**GIVEN REQUEST:**
Copy out every line of the data below in full, starting at the line that contains "Target: car hood" and ending with the last line of the data, and scale each x and y coordinate by 0.35, rounding to whole numbers with halves rounded up.

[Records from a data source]
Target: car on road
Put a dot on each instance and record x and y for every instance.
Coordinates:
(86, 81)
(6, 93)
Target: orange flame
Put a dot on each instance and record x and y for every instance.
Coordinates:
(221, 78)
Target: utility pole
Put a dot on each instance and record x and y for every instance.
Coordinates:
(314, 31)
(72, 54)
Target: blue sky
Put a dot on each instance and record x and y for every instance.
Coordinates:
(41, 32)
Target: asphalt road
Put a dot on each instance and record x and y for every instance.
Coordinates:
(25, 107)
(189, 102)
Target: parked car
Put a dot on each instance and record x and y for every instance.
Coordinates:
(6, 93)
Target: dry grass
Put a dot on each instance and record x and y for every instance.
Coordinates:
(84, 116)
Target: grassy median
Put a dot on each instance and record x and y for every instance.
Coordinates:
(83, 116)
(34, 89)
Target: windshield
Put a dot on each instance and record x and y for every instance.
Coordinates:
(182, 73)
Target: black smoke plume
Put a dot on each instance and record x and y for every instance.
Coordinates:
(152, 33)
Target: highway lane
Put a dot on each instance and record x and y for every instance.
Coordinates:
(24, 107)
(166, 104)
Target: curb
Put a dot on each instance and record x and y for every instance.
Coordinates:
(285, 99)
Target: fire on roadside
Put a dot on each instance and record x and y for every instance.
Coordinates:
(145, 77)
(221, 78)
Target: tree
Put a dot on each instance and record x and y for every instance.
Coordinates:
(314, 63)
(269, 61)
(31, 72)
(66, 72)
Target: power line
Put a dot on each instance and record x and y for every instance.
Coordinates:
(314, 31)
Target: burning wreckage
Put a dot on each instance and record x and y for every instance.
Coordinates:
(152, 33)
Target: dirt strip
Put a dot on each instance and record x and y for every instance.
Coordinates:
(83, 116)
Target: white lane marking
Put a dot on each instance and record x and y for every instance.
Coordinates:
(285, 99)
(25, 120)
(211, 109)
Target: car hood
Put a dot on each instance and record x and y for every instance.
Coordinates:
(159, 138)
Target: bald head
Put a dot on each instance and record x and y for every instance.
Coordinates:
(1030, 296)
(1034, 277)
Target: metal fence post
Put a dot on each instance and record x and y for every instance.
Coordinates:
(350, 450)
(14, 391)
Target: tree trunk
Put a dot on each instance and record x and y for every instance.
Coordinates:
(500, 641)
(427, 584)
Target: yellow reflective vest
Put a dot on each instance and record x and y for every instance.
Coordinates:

**EXERCISE ANSWER:**
Target: car hood
Put a dot on each instance and record x and y for every instance.
Coordinates:
(56, 48)
Target: bald head
Put a dot on each instance and record x and y for every instance.
Coordinates:
(361, 104)
(362, 97)
Target: metal fence post
Put a dot on each instance and record x and y for every instance.
Coordinates:
(123, 158)
(5, 137)
Target: tree trunk
Put a dot on each instance and record x and y for every instance.
Coordinates:
(175, 224)
(149, 204)
Target: yellow reflective vest
Put a dot on each instance and record x and y for every instance.
Coordinates:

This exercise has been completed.